What you will do:
Retype every row below, keeping each line identical to the original.

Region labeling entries
==*==

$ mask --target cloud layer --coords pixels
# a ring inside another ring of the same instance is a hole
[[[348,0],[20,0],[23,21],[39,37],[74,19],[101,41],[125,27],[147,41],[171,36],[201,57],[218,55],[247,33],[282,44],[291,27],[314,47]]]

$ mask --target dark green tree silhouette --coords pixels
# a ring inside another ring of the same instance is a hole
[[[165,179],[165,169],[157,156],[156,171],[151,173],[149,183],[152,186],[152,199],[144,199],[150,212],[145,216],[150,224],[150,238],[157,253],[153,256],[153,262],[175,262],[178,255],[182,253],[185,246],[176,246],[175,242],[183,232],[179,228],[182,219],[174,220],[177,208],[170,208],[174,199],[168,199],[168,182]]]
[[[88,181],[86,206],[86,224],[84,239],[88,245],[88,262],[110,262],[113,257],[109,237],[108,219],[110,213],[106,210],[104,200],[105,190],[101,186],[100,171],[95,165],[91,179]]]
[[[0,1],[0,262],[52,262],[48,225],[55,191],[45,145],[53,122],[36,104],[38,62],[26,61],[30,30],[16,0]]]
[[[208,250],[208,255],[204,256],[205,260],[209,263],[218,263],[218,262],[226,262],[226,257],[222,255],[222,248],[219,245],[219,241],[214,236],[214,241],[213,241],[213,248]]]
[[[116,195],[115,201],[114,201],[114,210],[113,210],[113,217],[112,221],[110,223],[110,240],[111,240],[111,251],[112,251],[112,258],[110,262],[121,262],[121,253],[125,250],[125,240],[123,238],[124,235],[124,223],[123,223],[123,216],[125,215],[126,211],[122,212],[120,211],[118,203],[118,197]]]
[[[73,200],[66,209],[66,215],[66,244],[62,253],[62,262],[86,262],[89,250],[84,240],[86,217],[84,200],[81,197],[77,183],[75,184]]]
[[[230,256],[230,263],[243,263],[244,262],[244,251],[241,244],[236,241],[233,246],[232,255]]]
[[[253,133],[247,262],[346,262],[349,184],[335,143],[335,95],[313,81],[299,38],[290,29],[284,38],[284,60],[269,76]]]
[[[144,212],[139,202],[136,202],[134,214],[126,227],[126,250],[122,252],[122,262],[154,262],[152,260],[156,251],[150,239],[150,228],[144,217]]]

==*==

The result:
$ mask --target cloud layer --coords pixels
# a ring inside another ring of the same instance is a hole
[[[348,0],[20,0],[23,21],[39,37],[74,19],[101,41],[125,27],[147,41],[171,36],[201,57],[218,55],[247,33],[282,44],[291,27],[314,47]]]

$ mask --target dark green tree silhouette --coords pixels
# a ring inside another ring of the same instance is a hole
[[[165,179],[165,169],[157,156],[156,171],[151,173],[149,183],[152,186],[152,199],[144,199],[150,212],[145,216],[150,224],[150,238],[157,253],[153,256],[153,262],[175,262],[178,255],[182,253],[185,246],[176,246],[175,242],[183,232],[179,228],[182,219],[174,220],[177,208],[170,208],[174,199],[168,199],[168,182]]]
[[[88,181],[86,206],[86,224],[84,239],[88,245],[88,262],[110,262],[113,257],[109,237],[108,219],[110,213],[106,210],[104,200],[105,190],[101,186],[100,171],[95,165],[91,179]]]
[[[0,1],[0,262],[52,262],[48,225],[55,191],[45,145],[53,122],[36,104],[38,62],[26,61],[30,30],[16,0]]]
[[[208,250],[208,255],[204,256],[205,260],[209,263],[218,263],[218,262],[226,262],[226,257],[222,255],[222,248],[219,245],[219,241],[214,236],[214,241],[213,241],[213,248]]]
[[[116,195],[115,201],[114,201],[114,210],[113,210],[113,217],[112,221],[110,223],[110,240],[111,240],[111,251],[112,251],[112,258],[110,262],[121,262],[121,253],[125,250],[125,240],[123,238],[124,235],[124,223],[123,223],[123,216],[125,215],[126,211],[122,212],[120,211],[118,203],[118,197]]]
[[[73,200],[66,209],[66,215],[66,244],[62,253],[62,262],[86,262],[89,250],[84,240],[86,217],[84,200],[81,197],[77,183],[75,184]]]
[[[230,256],[230,263],[243,263],[244,262],[244,251],[241,244],[236,241],[233,246],[232,255]]]
[[[253,133],[247,262],[346,262],[349,184],[335,143],[335,95],[313,81],[299,38],[290,29],[284,38],[284,60],[269,76]]]
[[[144,212],[139,202],[136,202],[134,214],[126,227],[126,250],[122,252],[122,262],[154,262],[152,260],[156,251],[150,239],[150,228],[144,217]]]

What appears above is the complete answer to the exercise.